▸ **TASK DETAILS**: Determine how many lines of the entries contain "each". Reply with that number alone.

**** DATA IN THIS EXERCISE

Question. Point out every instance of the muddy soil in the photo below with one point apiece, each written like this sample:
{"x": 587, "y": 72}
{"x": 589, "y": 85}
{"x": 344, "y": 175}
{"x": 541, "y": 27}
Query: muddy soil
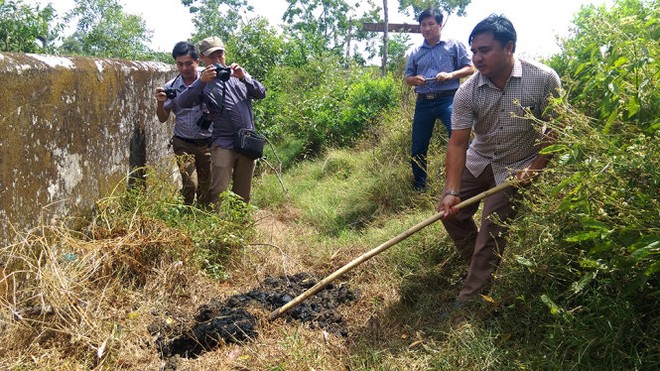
{"x": 235, "y": 319}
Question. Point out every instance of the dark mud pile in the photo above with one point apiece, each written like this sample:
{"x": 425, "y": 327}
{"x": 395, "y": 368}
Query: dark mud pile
{"x": 231, "y": 321}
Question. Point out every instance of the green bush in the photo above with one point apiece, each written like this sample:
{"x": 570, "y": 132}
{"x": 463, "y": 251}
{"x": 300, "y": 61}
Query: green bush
{"x": 610, "y": 65}
{"x": 585, "y": 250}
{"x": 323, "y": 105}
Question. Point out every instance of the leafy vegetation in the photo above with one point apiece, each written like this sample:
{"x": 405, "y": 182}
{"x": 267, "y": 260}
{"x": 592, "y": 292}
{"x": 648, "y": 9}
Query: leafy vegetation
{"x": 577, "y": 289}
{"x": 26, "y": 29}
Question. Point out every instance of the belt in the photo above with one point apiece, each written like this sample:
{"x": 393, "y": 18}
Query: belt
{"x": 195, "y": 141}
{"x": 436, "y": 95}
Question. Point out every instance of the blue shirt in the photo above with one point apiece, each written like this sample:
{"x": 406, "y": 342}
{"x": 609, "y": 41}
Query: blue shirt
{"x": 428, "y": 61}
{"x": 185, "y": 119}
{"x": 230, "y": 104}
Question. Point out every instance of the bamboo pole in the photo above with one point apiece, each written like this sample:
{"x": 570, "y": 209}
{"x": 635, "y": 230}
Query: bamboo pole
{"x": 377, "y": 250}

********

▸ **ANSWER SECTION**: 7